EXCERPT |
—————
Interview by : Magdy Sadek
Reshma Nilofer Naha MNI is India, first and Only Woman Maritime Pilot in India in Kolkata Port Trust
Reshma in the bigging her journey sailed for 2 years with the Maersk container fleet after graduating and obtained BE( Marine ) Tech paa=ssed out from Bit Ranchi. Mersa with distinction and joined in Trainee pilot in 2011 pilot ship in and out of Kolkata, Holdio ports also Budge Budge oil terminals, Diamond Harbour and Sagar Archorges.
She is proud to receive the Highest Civilian Award for women in India ” Nari Shakti Purrskar ” from the President of India for the Year 2019 and on 8 March 2019 she met with the Honorable President and the Prime Minister also She identified and chosen by the Ministry of Women and Child Development
eBlueeconomy” in an exclusive interview with Reshma Nilfer Nanha MNI with many Questions marks and more exclamations
In the beginning, how did the dream start with you?
I never dreamt of being in this industry, leave alone become a Pilot. It happened organically. I wanted to get into an offbeat career and that lead me here. I got myself into a fully sponsored program with a job guarantee with the then A.P. Moller – Maersk, thereby reducing my education-related financial burden for my parents. It started there and I am glad and grateful for the opportunity
But did you dream of working in the sea? Or what was a childhood dream?
My dream as a child was to become a doctor. Eventually, upon growing up, I realized there was too much competition among the top performers for medicine. I did not want to be in a rat race-like situation and thus the lookout for an offbeat career
Did you find it difficult for the family or society to achieve your dream and break into the male community?
Family, NO WAY! My family has been and continues to remain my biggest support and strength through whatever decisions I’ve made thus far. They allowed me the independence to choose whatever I chose for a profession. But a majority of our society was and continues to be one that judges, stereotypes, and puts down the womenkind. People are quick to tell women what they can, must, and should do and what they cannot and should not do. And then there are hypocrites and pseudo feminists who say something but are something else in reality.
How did you start fulfilling this dream?
I worked hard. Gave it my best effort. The rest just followed. Had to happen. It took a lot of patience and perseverance to gain acceptance. But today I am in a good place and ever grateful to my mentors.
How do you see the work of women at sea? Are there obstacles or difficulties?
Acceptance is still hard to come by. What I faced 10 years back is still a challenge for a young girl entering the industry. This is because the industry still has a meager minority of women. We need to get more of my kind for everyone to get used to the idea of working with female colleagues at sea. It is a process. And for the women, it could be hard to be constantly under pressure to outperform and prove themselves worthy of being in the team and that they can perform just like anyone else. But us women at sea are made of steel, we are strong and ready for these everyday challenges and many of us are acing it
Is there a demand for Indian women to work in the sea? Is there anyone who encourages this?
—————
SUPPLIED MATERIAL |

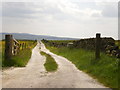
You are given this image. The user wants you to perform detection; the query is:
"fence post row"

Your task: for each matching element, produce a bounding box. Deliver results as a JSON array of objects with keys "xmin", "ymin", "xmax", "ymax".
[
  {"xmin": 95, "ymin": 33, "xmax": 101, "ymax": 59},
  {"xmin": 5, "ymin": 34, "xmax": 27, "ymax": 60}
]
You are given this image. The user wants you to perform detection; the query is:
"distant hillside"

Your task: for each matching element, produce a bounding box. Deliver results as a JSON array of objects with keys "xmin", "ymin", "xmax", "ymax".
[{"xmin": 0, "ymin": 33, "xmax": 77, "ymax": 40}]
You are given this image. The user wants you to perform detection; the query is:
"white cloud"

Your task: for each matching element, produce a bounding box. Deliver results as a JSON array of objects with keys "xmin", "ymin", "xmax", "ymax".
[{"xmin": 3, "ymin": 0, "xmax": 117, "ymax": 38}]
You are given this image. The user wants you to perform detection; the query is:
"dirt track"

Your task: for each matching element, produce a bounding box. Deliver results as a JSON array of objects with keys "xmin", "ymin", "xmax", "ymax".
[{"xmin": 2, "ymin": 43, "xmax": 110, "ymax": 88}]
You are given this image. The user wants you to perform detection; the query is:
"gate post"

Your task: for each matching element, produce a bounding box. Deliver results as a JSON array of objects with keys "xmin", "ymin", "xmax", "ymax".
[
  {"xmin": 95, "ymin": 33, "xmax": 101, "ymax": 59},
  {"xmin": 5, "ymin": 35, "xmax": 13, "ymax": 60}
]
—————
WORK INSTRUCTION | Continue the interview with maritime pilot Reshma Nilofer Naha, starting right after its final question.

REPLY |
There are a lot of companies today who have warmed up to the idea and some are VERY encouraging for hiring women. But that is still a small number. We need more companies to give green to our lady cadets and officers. That apart it continues to be a task to get our girls onboard. More and more girls are getting inspired and empowered to get here.
I am part of groups and forums which encourage women and girls. Like WISTA (Women’s International Shipping and Trading Association), IWSF (International Women Seafarers Foundation) and Women Offshore, Sea Sisters, etc. Each of them does a great job in working for our kind in the industry. Right from mentoring to offering help at times of need and promoting gender equity in policies and company procedures etc.
Did you encounter difficulties or dangerous situations while working at sea? What are your role and your job on the ship?
No dangerous situations at sea. Difficulties included loneliness at times, some co-workers took time to accept me as part of the team. These went away eventually as I got used to sea life and they got used to having me around.
Pilots are navigational experts and offer their local knowledge and expertise to the Master/Captain of the ships when ships call the port. So when ships enter port limits, there are many more parameters to consider and handle than at sea. This local knowledge is what we pilots are experts at. We board ships, become an external addition to the bridge team and help in conduction safe navigation and berthing/unberthing the ship in that particular port. So port installations, local weather, tides in that particular port, ship handling skills specific to this port and alignment, contingency action to ensure avoidance or minimizing eventualities, etc are some of our skills.